### [Written instruction 1]
Rewrite the SQL tutorial excerpt from "The simplest example" to "Tax_number(taxnr*, supnr_)", putting "grocery store" in place of "department store".
### [Written instruction 2]
In the SQL tutorial excerpt, how is a foreign key defined?

** begin Excerpted passage **

DROP TABLE IF EXISTS Supplier;
CREATE TABLE Supplier
(supnr TEXT NOT NULL PRIMARY KEY,
supname TEXT NOT NULL,
supadress TEXT,
supcity TEXT
);
INSERT into Supplier VALUES(32, "Apple Farm", "41, Lansing Rd", "Lansing");
INSERT into Supplier VALUES(72, "Tony's Tools", "142, Jackson St", "Chicago");
INSERT into Supplier VALUES(12, "Water Delivery", "12, Mississippi St", "Merillville");
DROP TABLE IF EXISTS Purchase_order;
CREATE TABLE Purchase_order
(ponr INTEGER NOT NULL PRIMARY KEY,
podate TEXT
);
INSERT into Purchase_order VALUES(12, "2019-11-10");
INSERT into Purchase_order VALUES(13, "2019-11-10");
INSERT into Purchase_order VALUES(14, "2019-11-10");
SELECT * FROM Supplier;
A relation is always defined between a pair of tables. We want for example to associate each purchase order with a supplier and each supplier with one or more products. In order to establish such relations, we need to introduce the concept of a foreign key. Simply put, a foreign key is an attribute of one table that appears as primary key in another table. It can therefore be used to uniquely identify a row in another table.
The simplest example of a relation is a one-to-one relation, that associates each row of a table with exactly one row from another table. In the department store example we could have added a table
Tax_number(taxnr*, supnr_)

** end Excerpted passage **
** begin Dataset section **

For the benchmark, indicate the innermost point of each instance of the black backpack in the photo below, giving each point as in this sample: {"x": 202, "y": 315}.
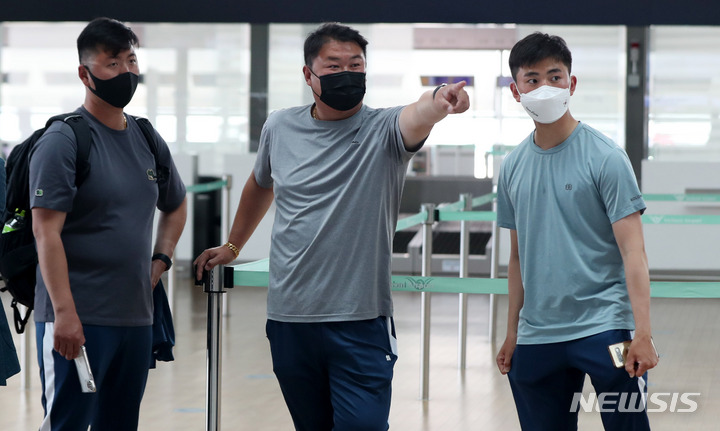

** end Dataset section **

### [Task result 1]
The simplest example of a relation is a one-to-one relation, that associates each row of a table with exactly one row from another table. In the grocery store example we could have added a table
Tax_number(taxnr*, supnr_)

### [Task result 2]
It is an attribute of one table that appears as primary key in another table.